# [Assigned task]
Pick out each line of the data below that contains the string "positive", and copy those lines.

# [Dataset records]
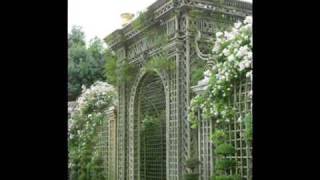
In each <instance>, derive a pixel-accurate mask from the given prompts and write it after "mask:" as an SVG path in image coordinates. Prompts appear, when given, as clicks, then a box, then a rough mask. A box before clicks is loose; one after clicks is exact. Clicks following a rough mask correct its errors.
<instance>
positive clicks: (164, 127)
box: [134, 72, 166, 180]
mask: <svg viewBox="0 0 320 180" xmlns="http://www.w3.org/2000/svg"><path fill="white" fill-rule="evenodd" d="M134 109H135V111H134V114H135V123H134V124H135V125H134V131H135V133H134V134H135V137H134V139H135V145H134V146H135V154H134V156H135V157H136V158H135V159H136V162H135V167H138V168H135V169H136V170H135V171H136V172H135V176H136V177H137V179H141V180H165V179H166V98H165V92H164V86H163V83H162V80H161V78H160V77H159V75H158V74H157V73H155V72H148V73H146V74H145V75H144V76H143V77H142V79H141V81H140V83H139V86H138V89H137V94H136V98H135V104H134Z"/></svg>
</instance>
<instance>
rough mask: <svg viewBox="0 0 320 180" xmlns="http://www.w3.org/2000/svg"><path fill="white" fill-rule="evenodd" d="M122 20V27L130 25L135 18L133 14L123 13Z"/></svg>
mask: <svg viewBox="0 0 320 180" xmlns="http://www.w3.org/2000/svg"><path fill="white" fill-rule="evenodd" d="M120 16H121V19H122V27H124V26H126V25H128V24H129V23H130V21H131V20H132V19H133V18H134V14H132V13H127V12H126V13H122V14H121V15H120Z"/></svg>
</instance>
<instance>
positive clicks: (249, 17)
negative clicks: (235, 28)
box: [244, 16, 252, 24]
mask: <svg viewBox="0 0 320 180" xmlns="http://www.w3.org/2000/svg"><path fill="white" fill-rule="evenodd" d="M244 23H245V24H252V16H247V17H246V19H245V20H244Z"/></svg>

---

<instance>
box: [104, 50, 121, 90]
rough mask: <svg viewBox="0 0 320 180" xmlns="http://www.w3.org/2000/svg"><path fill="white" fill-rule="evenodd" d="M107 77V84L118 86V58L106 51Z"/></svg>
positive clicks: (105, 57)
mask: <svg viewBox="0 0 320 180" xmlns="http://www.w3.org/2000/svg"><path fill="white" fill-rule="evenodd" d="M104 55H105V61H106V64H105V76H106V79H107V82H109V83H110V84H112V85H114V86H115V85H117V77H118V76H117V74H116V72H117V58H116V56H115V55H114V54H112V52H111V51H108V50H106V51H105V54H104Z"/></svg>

# [Response to the exercise]
positive clicks: (164, 127)
positive clicks: (249, 17)
positive clicks: (105, 57)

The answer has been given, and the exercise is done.